▶ _What is expected_: In the records, find each line where "query" occurs, and copy it.

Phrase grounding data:
_ _ _

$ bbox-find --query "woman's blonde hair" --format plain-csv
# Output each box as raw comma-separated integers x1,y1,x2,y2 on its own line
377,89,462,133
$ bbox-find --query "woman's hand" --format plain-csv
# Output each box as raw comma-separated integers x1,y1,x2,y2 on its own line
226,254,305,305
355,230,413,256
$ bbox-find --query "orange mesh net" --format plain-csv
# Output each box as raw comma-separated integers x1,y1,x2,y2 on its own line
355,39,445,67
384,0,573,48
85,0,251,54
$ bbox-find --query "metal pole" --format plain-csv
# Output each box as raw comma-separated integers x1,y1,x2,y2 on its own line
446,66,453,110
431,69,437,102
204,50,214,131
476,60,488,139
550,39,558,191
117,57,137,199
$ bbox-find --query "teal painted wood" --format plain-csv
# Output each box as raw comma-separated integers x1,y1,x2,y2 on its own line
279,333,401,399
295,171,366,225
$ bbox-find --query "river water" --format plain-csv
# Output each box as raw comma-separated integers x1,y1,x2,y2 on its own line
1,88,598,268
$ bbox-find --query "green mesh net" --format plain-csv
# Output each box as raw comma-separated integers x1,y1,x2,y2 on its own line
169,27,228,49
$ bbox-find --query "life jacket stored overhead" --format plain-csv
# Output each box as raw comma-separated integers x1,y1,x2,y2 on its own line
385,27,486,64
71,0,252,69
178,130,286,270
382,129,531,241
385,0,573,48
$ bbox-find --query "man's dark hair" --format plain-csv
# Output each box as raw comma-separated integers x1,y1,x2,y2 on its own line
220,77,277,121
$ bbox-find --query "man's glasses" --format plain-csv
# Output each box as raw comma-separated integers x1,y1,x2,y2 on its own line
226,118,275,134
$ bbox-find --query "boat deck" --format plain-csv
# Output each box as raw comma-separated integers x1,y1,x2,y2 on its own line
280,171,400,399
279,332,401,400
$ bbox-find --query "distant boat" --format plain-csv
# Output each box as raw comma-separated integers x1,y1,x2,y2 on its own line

_ _ _

▶ _Answer space_:
$ bbox-find --query "woman's blonde hair" --format plain-csv
$ bbox-find --query "woman's hand" --format plain-csv
$ bbox-find --query "orange mesh net" --format plain-csv
$ bbox-find --query "metal pole" --format plain-csv
$ bbox-find --query "teal painted wood" --format plain-csv
$ bbox-find --query "river water" --format plain-csv
$ bbox-find --query "green mesh net" --format plain-csv
$ bbox-find --query "life jacket stored overhead" --format plain-csv
$ bbox-find --query "man's dark hair" --format plain-csv
$ bbox-find --query "man's glasses" --format plain-csv
$ bbox-find --query "boat deck" --format plain-csv
$ bbox-find --query "distant boat" --format plain-csv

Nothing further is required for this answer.